##### SOURCE RECORDS

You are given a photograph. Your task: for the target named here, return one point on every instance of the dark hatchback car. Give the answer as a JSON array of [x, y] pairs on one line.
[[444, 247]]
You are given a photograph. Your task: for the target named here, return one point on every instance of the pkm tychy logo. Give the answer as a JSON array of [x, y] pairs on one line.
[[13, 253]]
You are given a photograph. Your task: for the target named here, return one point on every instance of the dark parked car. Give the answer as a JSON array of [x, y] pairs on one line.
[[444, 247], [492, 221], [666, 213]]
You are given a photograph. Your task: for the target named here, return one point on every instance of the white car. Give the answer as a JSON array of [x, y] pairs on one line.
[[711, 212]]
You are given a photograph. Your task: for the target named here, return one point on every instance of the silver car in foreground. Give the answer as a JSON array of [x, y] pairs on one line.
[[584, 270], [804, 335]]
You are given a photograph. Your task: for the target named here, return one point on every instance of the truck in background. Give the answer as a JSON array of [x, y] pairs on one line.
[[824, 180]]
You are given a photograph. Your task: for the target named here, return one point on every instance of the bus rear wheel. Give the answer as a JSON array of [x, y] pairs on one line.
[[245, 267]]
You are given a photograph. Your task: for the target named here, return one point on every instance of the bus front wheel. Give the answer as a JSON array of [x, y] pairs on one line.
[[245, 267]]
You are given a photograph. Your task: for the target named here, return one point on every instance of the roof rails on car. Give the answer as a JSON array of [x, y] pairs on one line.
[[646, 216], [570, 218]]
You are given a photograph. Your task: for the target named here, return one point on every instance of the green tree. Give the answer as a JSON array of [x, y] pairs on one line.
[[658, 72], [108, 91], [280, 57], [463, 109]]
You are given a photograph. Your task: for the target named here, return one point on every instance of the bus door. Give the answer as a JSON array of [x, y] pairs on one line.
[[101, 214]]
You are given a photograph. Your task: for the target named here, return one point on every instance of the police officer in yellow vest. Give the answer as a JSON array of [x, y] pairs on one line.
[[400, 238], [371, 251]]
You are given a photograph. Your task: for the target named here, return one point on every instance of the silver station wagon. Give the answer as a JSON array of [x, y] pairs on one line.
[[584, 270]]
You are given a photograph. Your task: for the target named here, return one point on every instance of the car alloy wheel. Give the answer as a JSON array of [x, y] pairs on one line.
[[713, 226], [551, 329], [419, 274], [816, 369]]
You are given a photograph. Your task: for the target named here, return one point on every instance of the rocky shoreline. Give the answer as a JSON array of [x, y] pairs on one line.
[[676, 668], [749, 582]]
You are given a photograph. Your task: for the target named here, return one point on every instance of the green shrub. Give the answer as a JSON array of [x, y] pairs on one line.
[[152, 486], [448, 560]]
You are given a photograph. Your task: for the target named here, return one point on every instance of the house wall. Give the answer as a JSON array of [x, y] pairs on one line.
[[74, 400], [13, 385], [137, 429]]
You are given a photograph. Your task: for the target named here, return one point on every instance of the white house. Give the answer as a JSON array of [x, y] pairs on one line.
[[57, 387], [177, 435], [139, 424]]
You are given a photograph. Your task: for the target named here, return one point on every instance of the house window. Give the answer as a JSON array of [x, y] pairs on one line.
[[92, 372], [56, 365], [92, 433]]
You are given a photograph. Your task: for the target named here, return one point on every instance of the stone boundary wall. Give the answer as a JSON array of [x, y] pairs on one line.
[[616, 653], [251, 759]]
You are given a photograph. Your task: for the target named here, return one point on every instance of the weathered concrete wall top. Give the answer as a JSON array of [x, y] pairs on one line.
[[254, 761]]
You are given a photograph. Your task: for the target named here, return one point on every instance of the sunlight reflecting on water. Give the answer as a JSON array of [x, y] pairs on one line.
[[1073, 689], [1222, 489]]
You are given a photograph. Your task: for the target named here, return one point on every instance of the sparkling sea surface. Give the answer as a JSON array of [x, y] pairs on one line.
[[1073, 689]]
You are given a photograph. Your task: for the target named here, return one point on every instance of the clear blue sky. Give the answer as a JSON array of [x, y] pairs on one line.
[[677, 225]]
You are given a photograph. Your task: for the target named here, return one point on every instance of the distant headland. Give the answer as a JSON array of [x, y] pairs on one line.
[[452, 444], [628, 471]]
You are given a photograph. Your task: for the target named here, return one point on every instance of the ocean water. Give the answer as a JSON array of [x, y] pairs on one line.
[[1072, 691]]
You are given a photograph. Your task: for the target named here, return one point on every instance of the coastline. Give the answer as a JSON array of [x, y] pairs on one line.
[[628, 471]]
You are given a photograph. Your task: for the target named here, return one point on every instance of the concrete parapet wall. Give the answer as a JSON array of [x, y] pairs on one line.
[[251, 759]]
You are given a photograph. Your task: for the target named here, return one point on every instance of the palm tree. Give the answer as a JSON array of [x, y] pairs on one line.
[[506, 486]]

##########

Express every line of the rows above as a JSON list of strings, one string per line, leaving out any blank lines.

- _RESPONSE FOR THIS EXERCISE_:
[
  "You are given a photograph. Your task: for the target named here, return one point on every instance of the dark hatchback car. Give the answer as a JSON array of [x, y] pairs on one line.",
  "[[444, 247]]",
  "You are given a photograph. Your task: for the target named here, return one point on every instance of the pkm tychy logo. Give the answer as a JSON array of [x, y] pairs on one line.",
  "[[13, 253]]",
  "You are given a photograph. Your task: for the target named here, return one point on every instance of the dark parked car. Give the answer as a JSON array of [x, y] pairs on one line.",
  "[[444, 247], [492, 221], [666, 213]]",
  "You are given a photograph. Your task: for the target named here, return one point on every instance of the white car. Give the answer as a JSON array of [x, y] pairs on one line.",
  "[[711, 212]]",
  "You are given a photograph. Your task: for the target named here, return one point on every instance of the silver car in foreground. Give the answer as a JSON array of [x, y] pairs on one line.",
  "[[584, 270], [804, 335]]",
  "You are given a photograph. Your task: for the target named here, return one point on every instance of the truck in background. Give the answer as a JSON array of [x, y] pairs on one line.",
  "[[824, 180]]",
  "You are given a photograph. Your task: for the target named here, return one point on every instance of the bus rear wheel. Give the answer as a JSON array of [x, y] pairs on one line.",
  "[[245, 267]]",
  "You are given a photograph. Your task: for the target named here, return one point on every instance of the bus front wheel. Give the answer as a JSON array of [x, y] pairs on one line.",
  "[[245, 267]]",
  "You are given a photograph. Your task: for the target named here, return one point on every instance of the roof rails on car. Give the answer as a JSON array of [x, y] pairs on one line.",
  "[[646, 216], [570, 218]]",
  "You are given a photograph. Your task: for the target named here, return one point on every instance of the green tree. Give the answer as a JSON array of [x, y] pairs on one line.",
  "[[658, 72], [108, 91], [280, 57], [463, 109]]",
  "You are given a photograph. Your task: for the target named here, return one point on every instance of the bus door. Give the answer as a JSON array of [x, y] pairs on one line.",
  "[[101, 214]]",
  "You are given a photograph. Your task: for the target named here, return one point on every instance of the police officer in yellow vest. Give the answer as a JSON array of [x, y] pairs on one line.",
  "[[400, 238], [371, 251]]",
  "You are given a photograph. Your task: for the target named here, return one point on every instance of the silver station wagon. Give the answer as a JSON array of [x, y] pairs on one line.",
  "[[584, 270]]",
  "You are given a photograph. Your task: for the target named here, return one point on every instance of the car alloy wheel. Give the answer as a JSON array of [x, y] pairs on one line.",
  "[[713, 226], [551, 329], [419, 274], [816, 369]]",
  "You are given a photograph. Your task: for the target named here, return one point on every instance of the rocky shoreline. Give the answer as a JSON array of [x, y] pairs on one line.",
  "[[676, 668], [749, 582]]",
  "You are given a photograph. Your task: for the target named here, return one point on every instance of the green shrub. Give the answer as a JSON array of [x, y] pairs on one line.",
  "[[152, 486], [448, 560]]",
  "You are given a photograph. Your task: for the target named here, return one point on every instance of the house wall. Give the answer as a JSON array of [x, y] pairs on one line.",
  "[[74, 400], [13, 385], [137, 429]]",
  "You are given a photograph. Your task: for the target named here, return one point on every instance of the white house. Give the answer as a JSON array of [x, y] pairs on one line.",
  "[[57, 387], [177, 435], [139, 424]]",
  "You are given a photograph. Your task: for the target named here, return one point on every instance of the house window. Give the answer as a JSON array of [x, y] pairs on one line.",
  "[[92, 372], [56, 365], [92, 433]]",
  "You are given a photograph. Your task: for the target named here, return one point on every instance of the stone boundary wall. Give the answer as a JSON array of [x, y] pairs on one line.",
  "[[616, 653], [251, 759]]",
  "You are given a photograph. Your task: for the target named here, return one point on every instance of the weathered concrete wall top. Give the answer as a JSON array of [x, y] pairs on one line.",
  "[[254, 761]]",
  "You are given a photograph. Your task: for the target named here, return one point on every instance of the sunlight reflecting on water. Give the answer as a JSON array of [x, y] pairs on one line.",
  "[[1073, 689], [1222, 489]]",
  "You are given a photograph. Your task: for the target named here, return one point on every instance of the sparkling sea surface. Give the answer as a JSON array of [x, y] pairs on one line.",
  "[[1073, 689]]",
  "You are given a photograph. Your task: for the target named here, return one point on every instance of the clear blue sky. Give the answer as a JSON array of [x, y] pairs on one line.",
  "[[677, 225]]",
  "You are given a photograph. Your task: for the target named here, return one point on every instance of the distant headland. Give the answer as a JSON array of [x, y] pairs on one line.",
  "[[452, 444], [628, 471]]",
  "You are given a photograph. Your task: for the target named here, return one point on every instance of the ocean water. Give the answer as a JSON array of [x, y] pairs on one line.",
  "[[1072, 691]]",
  "You are given a photograph. Your task: for the target named here, return one point on every instance of the coastline. Give the answer as a JSON array of [x, y] pairs on one line.",
  "[[628, 471]]",
  "You are given a photograph. Your task: for the target named here, return one point on every instance of the concrete parapet wall. Give the answer as a JSON array of [x, y] pairs on one line.",
  "[[251, 759]]",
  "You are given a photograph. Your task: for the target named here, return one point on every instance of the palm tree. Give the answer as a JSON array of [x, y] pairs on one line.",
  "[[506, 486]]"
]